▶ [WORK TASK]
The required output is the lines below from the line containing "Query: white bathtub" to the line containing "Query: window frame", inclusive, retyped exactly. No other lines belong in it.

▶ [ENTRIES SUPPLIED]
*** Block opens ***
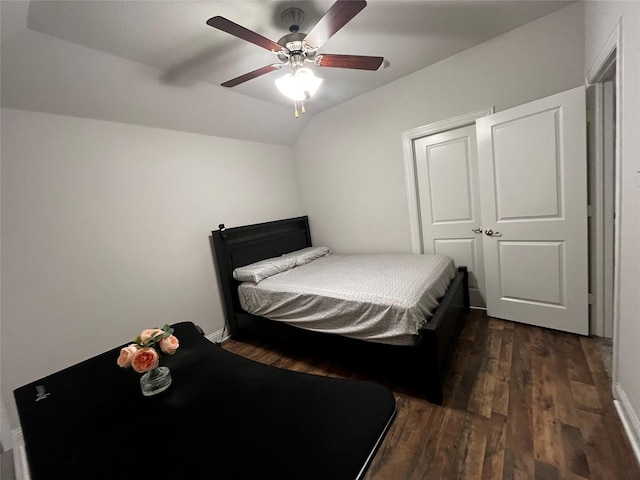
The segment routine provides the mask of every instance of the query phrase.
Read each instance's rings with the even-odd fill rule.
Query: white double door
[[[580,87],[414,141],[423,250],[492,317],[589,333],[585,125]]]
*** Block closes ***
*** Block opens ***
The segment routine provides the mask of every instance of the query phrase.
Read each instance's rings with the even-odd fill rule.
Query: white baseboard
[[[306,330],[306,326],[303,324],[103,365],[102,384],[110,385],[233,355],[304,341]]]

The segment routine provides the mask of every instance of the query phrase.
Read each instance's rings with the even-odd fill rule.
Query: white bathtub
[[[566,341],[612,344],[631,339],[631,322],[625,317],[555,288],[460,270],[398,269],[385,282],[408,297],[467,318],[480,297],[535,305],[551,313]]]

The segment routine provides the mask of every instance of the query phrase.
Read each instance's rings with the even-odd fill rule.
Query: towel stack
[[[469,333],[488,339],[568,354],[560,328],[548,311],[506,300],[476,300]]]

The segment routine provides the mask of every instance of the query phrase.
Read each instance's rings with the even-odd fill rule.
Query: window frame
*** Block closes ***
*** Block opens ***
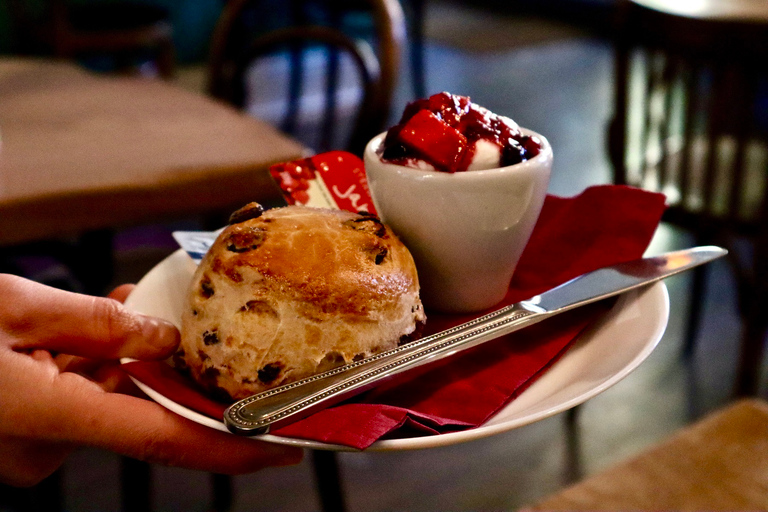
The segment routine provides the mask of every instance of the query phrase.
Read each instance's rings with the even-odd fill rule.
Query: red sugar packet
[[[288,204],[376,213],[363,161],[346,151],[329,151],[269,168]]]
*** Block closes ***
▶ [EXERCISE OUTPUT]
Query: white bathtub
[[[566,341],[612,344],[631,339],[631,322],[625,317],[555,288],[460,270],[398,269],[385,282],[408,297],[467,318],[480,297],[535,305],[551,313]]]

The segment routine provides the mask of every instance of the query phrase.
Read each instance's rings with the even-odd fill rule.
Query: towel stack
[[[469,333],[488,339],[568,354],[560,328],[548,311],[506,300],[476,300]]]

The segment routine provides the mask of every instance of the query phrase.
Read each instance's rings with the even-odd fill rule.
Query: window frame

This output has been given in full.